EXCERPT PROVIDED:
● ● ● ● ●
Why hide, and what problem are we talking about? The situation you
describe has no rational explanation, and looks more like a Windows
bug than anything else: you in effect show a contradiction between two
debug registers that should tell a coherent story, but don't. Fixing
such problems without a good understanding of their exact reasons is
always a bit phenomenological. My phenomenology is based on the
premise that the OS uses the debug registers in the order we scan the
bits in dr, so the first one we find set has better chances to be
consistent with what really happened than anything else.
> But what happens if you have different watchpoints
> on the same address (say one 'watch' and one 'awatch')?
> Are you sure your suggestion would not affect
> such cases?
It will work even in those cases, yes. We only support multiple
watchpoints that break simultaneously if they watch the same address,
anyway (there's only one address that i386_stopped_data_address
returns). The i386 debug register support code will use a single
debug register for watching such an address, no matter how many
watchpoints the user sets and of what kind. We do this sharing of
debug registers entirely in GDB (see i386_insert_aligned_watchpoint
and the dr_ref_count array it uses); the OS is never told to use
more than one debug register for every address we watch, even if we
watch it with several watchpoints. The callers of
i386_stopped_data_address take the address it returns, and check all
the watchpoints that watch this address to see which one(s) of them
triggered and which did not. That code is in breakpoint.c, AFAIR.
● ● ● ● ●
DATA SHOWN:
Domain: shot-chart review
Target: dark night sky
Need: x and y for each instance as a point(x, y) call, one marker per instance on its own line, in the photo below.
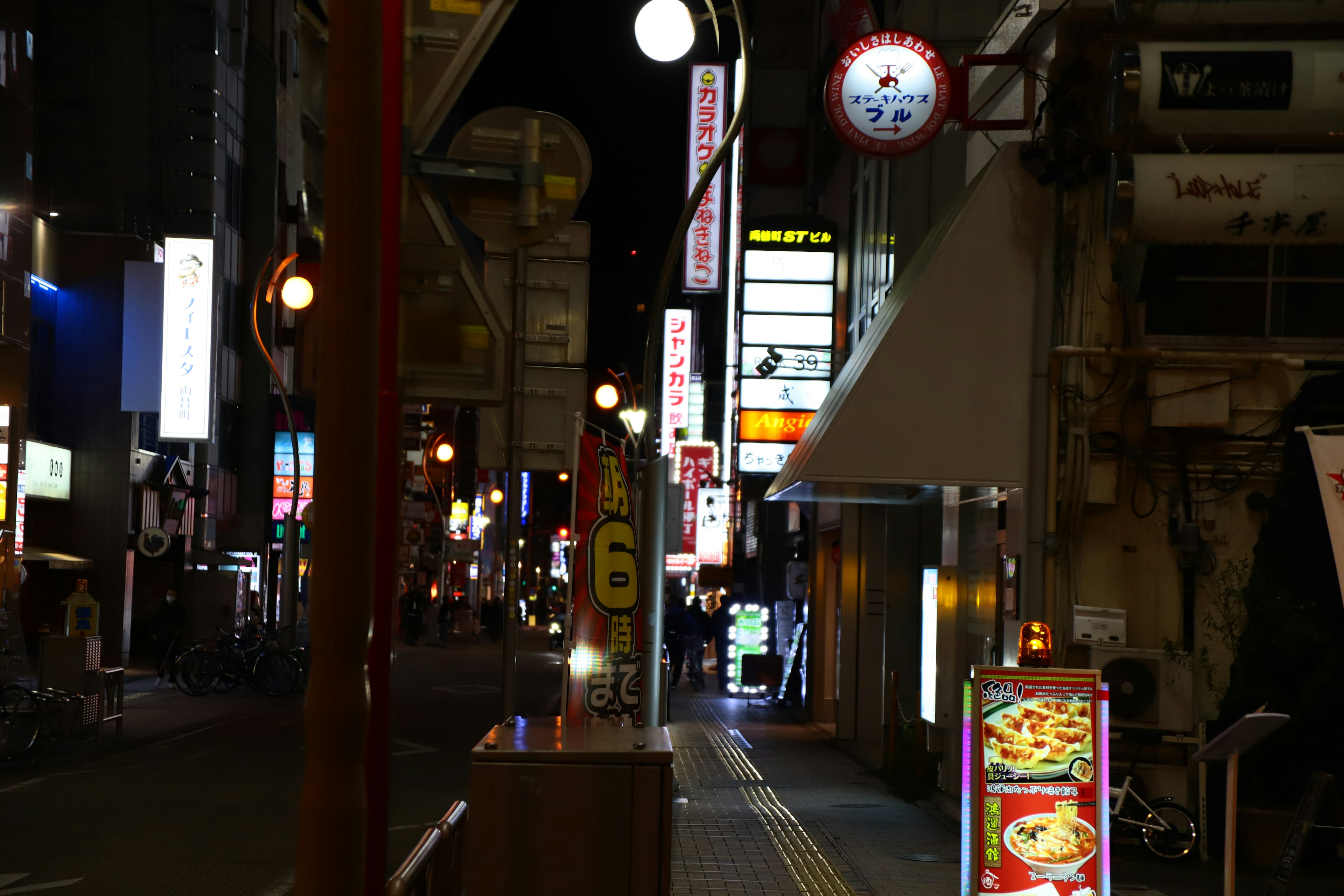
point(580, 61)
● ● ● ● ●
GOALS:
(1) According to the passage on GDB debug registers, where is the sharing of debug registers among watchpoints done?
(2) Decide whether each statement agrees with the passage on GDB debug registers, answering yes or no and quoting the words that settle it:
(a) The OS is told to use a separate debug register for each watchpoint set on the same address.
(b) i386_stopped_data_address returns only one address.
(c) The writer thinks the situation described has a clear rational explanation.
(3) Write a continuation of the passage on GDB debug registers, starting after its final sentence.
The listing has no connection to the passage on GDB debug registers.

EXERCISE RESULTS:
(1) Entirely in GDB, in i386_insert_aligned_watchpoint and the dr_ref_count array it uses.

(2)
(a) No: "the OS is never told to use more than one debug register for every address we watch, even if we watch it with several watchpoints"
(b) Yes: "there's only one address that i386_stopped_data_address returns"
(c) No: "The situation you describe has no rational explanation"

(3)
> > Btw, I don't understand this part of i386_stopped_data_address:
> > if (maint_show_dr && addr == 0)
> > i386_show_dr ("stopped_data_addr", 0, 0, hw_write);
> > Isn't that backwards? why display the address if it is zero?
> I think this is because if addr is non-zero, you already
> have a call to i386_show_dr before with "watchpoint hit".
> This call is simply to state that stopped_data_address
> was called but didn't find a hit.
> But the correct condition should be (rc == 0) instead
> of (addr == 0) as setting a watchpoint at (CORE_ADDR) 0
> should also work on target where this address is not protected.
Yes, I agree.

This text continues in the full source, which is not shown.